[Objectif]:
Répondez à ces questions d'après la discussion :
1. Combien de Mac ignace possède-t-il, et lesquels ?
2. Quelle est la marque du NAS de Daffy44 ?
3. D'après Daffy44, quel type de connexion vaut mieux choisir quand c'est possible ?

# Time Machine, NAS, Mac est-ce possible ?



## ignace (10 Décembre 2015)

Bonjour, 
je possede deux mac ( mini et macbook pro ). j'envisage l'achat d'un nas ( gestion fichiers, sauvegarde...). 
Ma question est il possible de n'avoir qu'une sauvegarde time machine sur le nas avec une sauvegarde automatique des deux mac, afin d'avoir exactement le meme systeme sur les deux machines ?

je ne sais pas si j'ai ete clair.

merci par avance


----------



## Daffy44 (10 Décembre 2015)

Bonjour

Chez moi un NAS synology avec plusieurs disques durs.
1 disque est dédié pour les TM de mes Mac.
Ça fonctionne très bien.
Chaque utilisateur TM Mac dispose d'un quota et ainsi assuré une rotation des sauvegardes TM.

Exemple
1 mba user TM dispose d'un quota de 500 go
Pour le Mac en question cela se presente comme un disque externe de 500 go
Connexion filaire préférable si possible même si cela fonctionne en wifi.

[Données fournies]:
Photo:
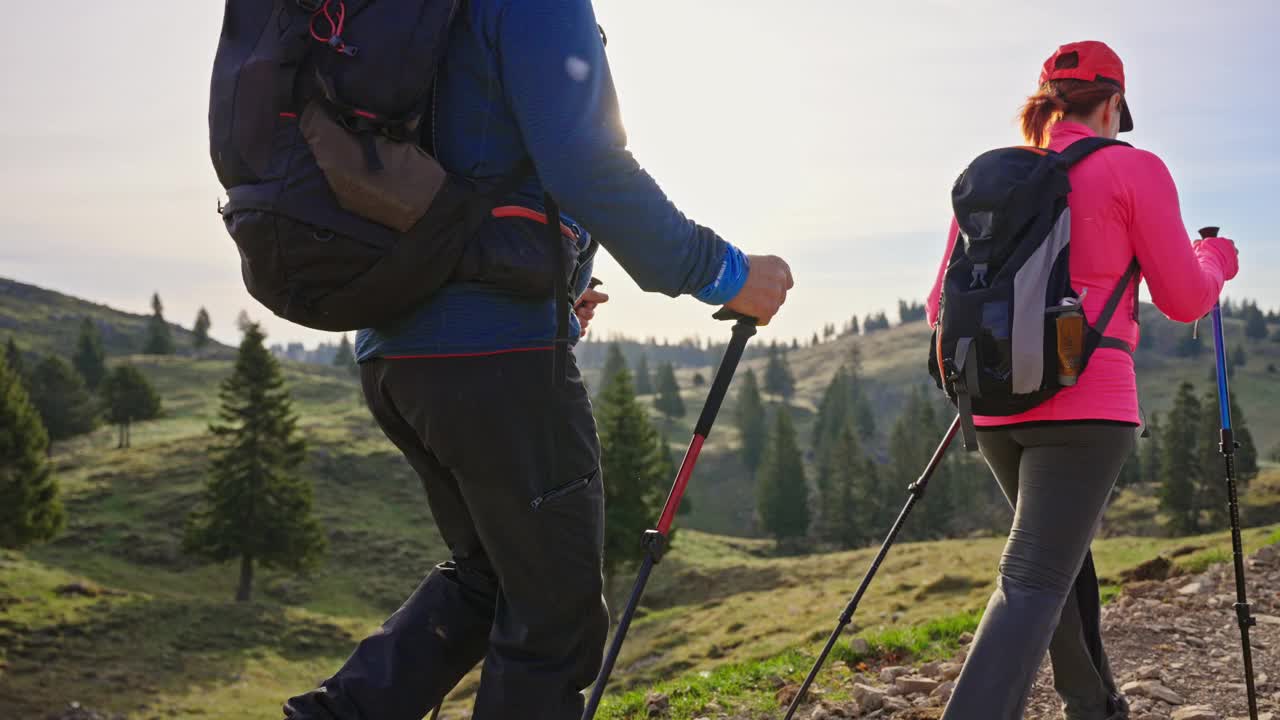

[Exercice corrigé]:
1. Deux Mac : un Mac mini et un MacBook Pro.
2. Synology.
3. Une connexion filaire, même si ça fonctionne aussi en wifi.